_Task requirements_
Find every line in the items below that contains the word "green", and copy each of those lines out in full.

_Data for this exercise_
------------------------------------------------

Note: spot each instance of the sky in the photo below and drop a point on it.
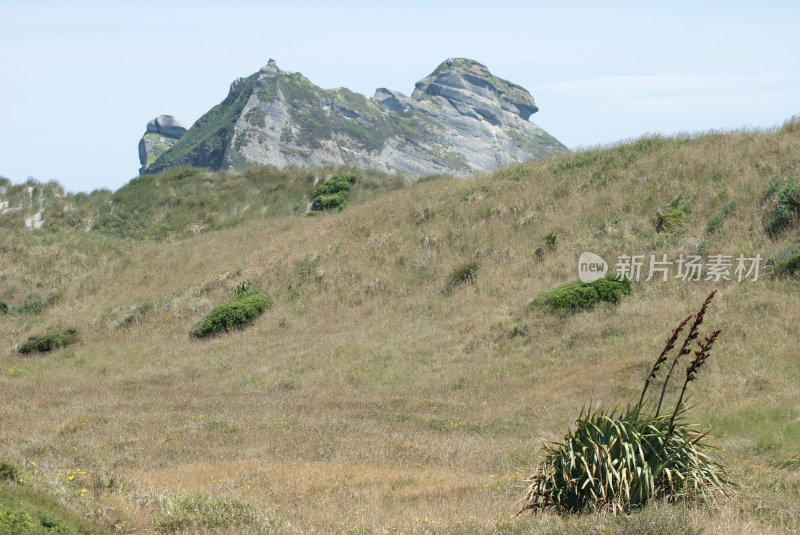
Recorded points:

------------------------------------------------

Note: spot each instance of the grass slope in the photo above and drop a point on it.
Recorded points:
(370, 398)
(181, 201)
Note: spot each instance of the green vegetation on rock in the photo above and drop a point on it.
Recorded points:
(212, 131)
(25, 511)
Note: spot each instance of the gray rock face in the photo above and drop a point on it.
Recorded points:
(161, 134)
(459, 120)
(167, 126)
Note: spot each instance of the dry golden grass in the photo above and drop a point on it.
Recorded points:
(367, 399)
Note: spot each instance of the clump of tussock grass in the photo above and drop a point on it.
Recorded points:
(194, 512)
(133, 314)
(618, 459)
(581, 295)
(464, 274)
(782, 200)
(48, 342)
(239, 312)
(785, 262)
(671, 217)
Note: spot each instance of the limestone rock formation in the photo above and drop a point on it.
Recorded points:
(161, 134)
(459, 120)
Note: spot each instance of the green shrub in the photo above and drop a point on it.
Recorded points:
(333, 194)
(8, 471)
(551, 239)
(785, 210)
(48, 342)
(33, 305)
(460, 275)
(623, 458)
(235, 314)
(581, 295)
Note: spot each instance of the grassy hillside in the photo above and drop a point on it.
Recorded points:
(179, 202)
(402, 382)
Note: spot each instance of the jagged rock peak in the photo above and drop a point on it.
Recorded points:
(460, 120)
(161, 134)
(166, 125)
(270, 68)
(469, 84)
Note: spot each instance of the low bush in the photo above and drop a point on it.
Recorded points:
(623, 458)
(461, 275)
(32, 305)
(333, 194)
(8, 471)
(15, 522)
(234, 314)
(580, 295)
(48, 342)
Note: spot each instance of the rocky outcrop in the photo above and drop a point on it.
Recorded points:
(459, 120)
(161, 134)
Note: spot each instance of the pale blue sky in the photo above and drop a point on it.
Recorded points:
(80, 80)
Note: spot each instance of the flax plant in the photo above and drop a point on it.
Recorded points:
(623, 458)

------------------------------------------------

_Solution to this problem_
Note: spot each instance of the green vegetation on rock in the photo above and drop a point on it.
Note: spot each instance of the green shrub in the photo above and drop a point on it.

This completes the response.